■ Приведённый текст:
--*--
Причем преподавание для меня чрезвычайно интересно. В последнее время я ловлю себя на том, что я иногда больше получаю от преподавания, чем от собственной работы. Хотя – тот вызов, который для меня был на этом пленере – за день сделать работу – меня чрезвычайно вдохновил. Если бы я делал эту работу десять дней, может быть, мне был бы менее интересно!
- Хочется дурацкий вопрос задать, извините – почему все-таки обнаженная модель? Это главная штудия, такая главная учебная задача – обнаженная натура?
- Я считаю, что художник должен быть в форме, как спортсмен. В форме себя художник может только одним способом - работая каждый день. А я не знаю лучшего тренажа, чем рисование женской обнаженной модели – я для себя это выбрал.
- Это ведь классический подход…
- Да, это классический подход, и я считаю, что классического образования не хватает, хотя – вы видите, что меня нельзя упрекнуть в ортодоксальности, все равно – я считаю, что фундаментом должно быть натурное рисование. Обязательно.
- То есть прежнее фундаментальное образование, с гипсами в течение первого курса, анатомией и прочим – это правильно?
- Не знаю, так ли надо рисовать, как рисовали в советское время, а главное – то ли надо говорить во время этого рисования, но… Я преподавал в Стокгольме, Берлине, и, конечно, их студенты, с их умозрительным подходом, очень техничны. Но ничего – ничего не может заменить натурного рисования и композиции. Сравните то, что нам предлагает природа за окном, и то, что нам предлагает человеческое тело по сравнению с тем, что мы можем извлечь из головы. Мы не в состоянии соревноваться с богом. Как бы мы ни были изощрены, как бы мы обольщались в отношении своего ума и образования, голова художнику только в помощь. Основное – то, что мы видим вокруг и умение перерабатывать это в какие-то другие визуальные образы. Вот, скажем, сидит дизайнер и придумывает знак. Ведь что такое знак?
- Что такое знак?
- Это такое концентрированное, очищенное отношение к реальности. Вот Саша (Александр Друганов) может подтвердить – что делают сейчас художники? Прежде всего – они вообще не рисуют, хватаются за компьютер и начинают кубики-квадратики переставлять, шрифт бросил, подвигал, цвет изменил, в каталог заглянул какой-нибудь, что-то походе нашел… Я сейчас не о плагиате говорю, а о поисках вдохновения. А я, когда должен сделать знак, сажусь на велосипед, и еду в Сокольники. Вот разница в подходе. И пока я знак не нарисую рукой – как я рисую моделей –я к компьютеру не подхожу. Компьютер – только техническое средство. Он не заменяет рисования. Это проблема гуманитарная, философская: когда ты рисуешь, между тобой и твоим продуктом ничего не стоит. Как только ты выбираешь из готового, ты очень многое передоверяешь, становишься композитором реди-мейд форм.
- Почему?
--*--
■ Набор заданий:
(a) Что, согласно интервью о натурном рисовании, делает собеседник, когда ему нужно сделать знак?
(b) Допишите следующую часть интервью о натурном рисовании, начиная сразу после последней реплики.
--*--
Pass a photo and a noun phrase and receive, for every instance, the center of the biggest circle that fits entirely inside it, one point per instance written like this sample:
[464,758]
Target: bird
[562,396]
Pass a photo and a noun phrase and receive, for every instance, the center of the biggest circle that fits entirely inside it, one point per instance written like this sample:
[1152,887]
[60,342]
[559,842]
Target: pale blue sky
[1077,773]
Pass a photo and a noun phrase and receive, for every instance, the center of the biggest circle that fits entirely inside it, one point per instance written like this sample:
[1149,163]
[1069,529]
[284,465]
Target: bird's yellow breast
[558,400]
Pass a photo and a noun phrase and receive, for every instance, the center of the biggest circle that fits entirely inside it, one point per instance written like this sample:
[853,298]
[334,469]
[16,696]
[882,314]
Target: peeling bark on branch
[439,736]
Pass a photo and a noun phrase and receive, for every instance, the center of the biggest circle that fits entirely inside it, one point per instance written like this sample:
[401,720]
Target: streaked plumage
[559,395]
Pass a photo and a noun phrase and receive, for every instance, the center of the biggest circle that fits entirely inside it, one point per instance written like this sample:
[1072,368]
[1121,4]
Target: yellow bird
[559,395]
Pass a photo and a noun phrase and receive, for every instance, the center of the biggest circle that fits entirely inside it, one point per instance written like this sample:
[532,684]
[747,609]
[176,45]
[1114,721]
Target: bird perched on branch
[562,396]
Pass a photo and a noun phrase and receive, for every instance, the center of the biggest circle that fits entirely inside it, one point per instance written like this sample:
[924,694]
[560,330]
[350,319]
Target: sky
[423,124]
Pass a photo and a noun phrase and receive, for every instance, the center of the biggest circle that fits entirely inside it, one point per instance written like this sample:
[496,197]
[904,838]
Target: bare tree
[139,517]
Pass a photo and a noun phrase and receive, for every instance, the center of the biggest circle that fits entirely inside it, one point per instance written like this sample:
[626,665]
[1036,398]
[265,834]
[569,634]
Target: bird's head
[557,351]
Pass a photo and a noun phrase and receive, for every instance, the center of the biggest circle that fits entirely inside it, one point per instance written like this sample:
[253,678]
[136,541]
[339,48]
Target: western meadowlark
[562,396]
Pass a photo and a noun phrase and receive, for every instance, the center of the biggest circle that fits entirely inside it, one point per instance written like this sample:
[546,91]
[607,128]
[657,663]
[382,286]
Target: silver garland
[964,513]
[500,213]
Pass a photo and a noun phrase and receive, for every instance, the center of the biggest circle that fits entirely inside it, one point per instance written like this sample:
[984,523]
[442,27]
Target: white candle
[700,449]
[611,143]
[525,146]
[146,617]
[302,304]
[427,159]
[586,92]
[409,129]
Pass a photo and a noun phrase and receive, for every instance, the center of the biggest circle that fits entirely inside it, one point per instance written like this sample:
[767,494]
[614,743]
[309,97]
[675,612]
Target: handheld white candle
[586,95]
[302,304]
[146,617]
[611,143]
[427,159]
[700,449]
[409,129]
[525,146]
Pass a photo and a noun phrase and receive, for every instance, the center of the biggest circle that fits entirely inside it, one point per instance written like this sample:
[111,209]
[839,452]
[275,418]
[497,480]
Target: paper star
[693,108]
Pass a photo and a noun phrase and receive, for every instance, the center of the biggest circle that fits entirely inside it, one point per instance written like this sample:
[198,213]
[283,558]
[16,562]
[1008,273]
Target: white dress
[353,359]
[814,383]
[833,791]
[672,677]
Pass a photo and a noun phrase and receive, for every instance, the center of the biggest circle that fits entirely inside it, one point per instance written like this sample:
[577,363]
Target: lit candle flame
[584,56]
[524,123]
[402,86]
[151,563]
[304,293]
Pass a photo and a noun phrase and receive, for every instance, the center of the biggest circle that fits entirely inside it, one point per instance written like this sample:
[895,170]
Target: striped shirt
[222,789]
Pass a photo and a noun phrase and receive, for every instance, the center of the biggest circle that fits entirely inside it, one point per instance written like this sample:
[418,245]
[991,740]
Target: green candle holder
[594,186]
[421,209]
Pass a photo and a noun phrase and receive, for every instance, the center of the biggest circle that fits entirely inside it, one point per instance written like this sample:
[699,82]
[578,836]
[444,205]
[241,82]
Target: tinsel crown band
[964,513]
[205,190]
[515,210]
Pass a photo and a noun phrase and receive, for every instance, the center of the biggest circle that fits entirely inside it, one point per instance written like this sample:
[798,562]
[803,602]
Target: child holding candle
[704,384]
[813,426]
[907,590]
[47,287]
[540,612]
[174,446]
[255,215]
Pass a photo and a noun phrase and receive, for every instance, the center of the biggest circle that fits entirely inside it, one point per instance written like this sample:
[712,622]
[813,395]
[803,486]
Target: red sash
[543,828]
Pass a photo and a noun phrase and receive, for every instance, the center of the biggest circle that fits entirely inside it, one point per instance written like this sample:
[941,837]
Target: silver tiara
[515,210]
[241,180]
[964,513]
--*--
■ Ответы по порядку:
(a) Садится на велосипед и едет в Сокольники.

(b)
- Потому что современный дизайн - это фотография, шрифт, цветовые плашки, и все это есть в готовом виде в компьютере. Ты берешь, и из этого слепливаешь свою работу, делаешь режиссерскую работу. Но когда ты знак, обложку рисуешь – ты не из кусков составляешь свою работу, а рождаешь ее1 Другой процесс – как из глины лепишь. Это даже другой способ мышления. А поскольку то, чем мы занимаемся – это все-таки пластическое искусство. А пластика не из готовых кусков состоит, из гибкого материала. Ты рождаешь нечто из небытия. Когда я делаю знак- видно, что я его рисовал – птму что он живой, не геометричный. Другой.
- Вот оно, внятное объяснение.
- Поскольку я преподаватель, и мне задают вопросы, я должен объяснять – почему.
- Что сейчас происходит на этом пленере? Происходит изобретение знака – приехали художники, вокруг – природа, и вот с помощью материалов, из своих впечатлений, художники должны создать искомый объект, двигаясь в этой самой заданной «Траектории»?
- Да, но, кроме того, художникам задается система, как кажется, ограничений. У меня, скажем, есть целая серия заданий для студентов, когда я ставлю их в очень жесткие рамки, и эти задания – самые полезные. Например, я даю им очень жесткую модульную систему, чтобы сделать гарнитуру рифта.
Так вот что происходит на этом пленере? Художники приезжают, и, вместо того, чтобы произвольно выбрать формат, они должны работать с такой квадратной штукой, внутри которой овал, и еще одна штука болтается! Казалось бы, свободный художник должен возмутиться – как, я творец!
- Это же интересно – творить внутри рамок.
- Но у нас были и случаи, когда возмущались – скорее из собственных амбиций. Глупость, потому что проверить себя в жестких рамках – самое интересное.
Живопись – это вещь такая, примат творца, а в дизайне нужно выполнять технические задачи.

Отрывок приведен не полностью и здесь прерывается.